EXERCISE OBJECTIVE ->
Change "object detection system" to "visual localization system" wherever it occurs in the data below, keeping everything else identical.

Records from a dataset:

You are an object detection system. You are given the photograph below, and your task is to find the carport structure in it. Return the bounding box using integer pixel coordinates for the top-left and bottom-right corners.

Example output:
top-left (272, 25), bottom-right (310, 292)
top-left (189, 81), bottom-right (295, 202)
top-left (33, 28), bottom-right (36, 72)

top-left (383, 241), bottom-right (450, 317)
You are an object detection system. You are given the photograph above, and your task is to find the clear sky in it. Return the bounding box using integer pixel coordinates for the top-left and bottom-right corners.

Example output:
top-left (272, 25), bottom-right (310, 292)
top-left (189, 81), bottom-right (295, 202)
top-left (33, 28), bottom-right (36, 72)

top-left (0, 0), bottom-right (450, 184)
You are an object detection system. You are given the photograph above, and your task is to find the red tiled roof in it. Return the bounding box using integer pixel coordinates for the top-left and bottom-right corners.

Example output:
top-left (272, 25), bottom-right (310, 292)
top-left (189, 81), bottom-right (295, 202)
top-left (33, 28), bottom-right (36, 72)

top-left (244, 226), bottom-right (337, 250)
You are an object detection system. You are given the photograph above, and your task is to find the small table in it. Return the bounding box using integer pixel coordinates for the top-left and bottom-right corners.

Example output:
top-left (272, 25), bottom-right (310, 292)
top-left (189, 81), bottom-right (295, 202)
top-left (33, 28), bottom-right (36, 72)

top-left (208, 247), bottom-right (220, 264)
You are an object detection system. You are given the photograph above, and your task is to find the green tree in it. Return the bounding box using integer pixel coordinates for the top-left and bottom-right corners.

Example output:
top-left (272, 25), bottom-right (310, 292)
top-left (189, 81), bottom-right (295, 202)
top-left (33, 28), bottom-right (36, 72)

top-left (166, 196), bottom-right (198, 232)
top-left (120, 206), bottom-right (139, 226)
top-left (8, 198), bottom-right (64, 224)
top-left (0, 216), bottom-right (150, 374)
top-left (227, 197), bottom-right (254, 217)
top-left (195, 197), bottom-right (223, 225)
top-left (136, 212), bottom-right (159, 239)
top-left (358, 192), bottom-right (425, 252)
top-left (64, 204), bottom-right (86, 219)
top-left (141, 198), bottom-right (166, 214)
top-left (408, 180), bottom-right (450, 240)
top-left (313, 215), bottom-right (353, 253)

RESULT OF THIS TASK ->
You are an visual localization system. You are given the photograph below, and your task is to find the carport structure in it. Return the bounding box using integer pixel coordinates for the top-left and bottom-right corners.

Example output:
top-left (272, 25), bottom-right (310, 292)
top-left (189, 81), bottom-right (295, 202)
top-left (33, 28), bottom-right (36, 72)

top-left (383, 241), bottom-right (450, 317)
You are an visual localization system. You are given the photograph above, and your task is to find the clear sky in it. Return the bounding box using integer pixel coordinates for the top-left and bottom-right corners.

Example output:
top-left (272, 25), bottom-right (310, 292)
top-left (189, 81), bottom-right (295, 202)
top-left (33, 28), bottom-right (36, 72)

top-left (0, 0), bottom-right (450, 184)
You are an visual localization system. You are given the photograph above, and your task is to find the red tiled roof in it. Return the bounding box using integer pixel coordinates for the top-left and bottom-right corners.

Example output:
top-left (272, 25), bottom-right (310, 292)
top-left (189, 81), bottom-right (295, 202)
top-left (33, 28), bottom-right (36, 72)

top-left (244, 226), bottom-right (337, 250)
You are an visual localization system. You are given the photograph above, and your task is to find the small table in it. Return the bounding box using integer pixel coordinates for the top-left and bottom-right corners.

Example output:
top-left (272, 25), bottom-right (310, 292)
top-left (189, 81), bottom-right (295, 202)
top-left (33, 28), bottom-right (36, 72)

top-left (208, 247), bottom-right (220, 264)
You are an visual localization system. You are given the photograph above, and your task is to find the green tree in it. Return the bounding box using integer pixel coordinates for the top-left and bottom-right corners.

Example output:
top-left (272, 25), bottom-right (310, 292)
top-left (189, 81), bottom-right (295, 202)
top-left (33, 28), bottom-right (36, 72)

top-left (166, 196), bottom-right (198, 232)
top-left (120, 206), bottom-right (139, 226)
top-left (8, 198), bottom-right (64, 224)
top-left (0, 216), bottom-right (150, 374)
top-left (227, 197), bottom-right (254, 217)
top-left (195, 197), bottom-right (223, 225)
top-left (136, 212), bottom-right (159, 239)
top-left (358, 192), bottom-right (425, 252)
top-left (64, 204), bottom-right (86, 219)
top-left (141, 198), bottom-right (166, 214)
top-left (408, 180), bottom-right (450, 240)
top-left (313, 215), bottom-right (353, 253)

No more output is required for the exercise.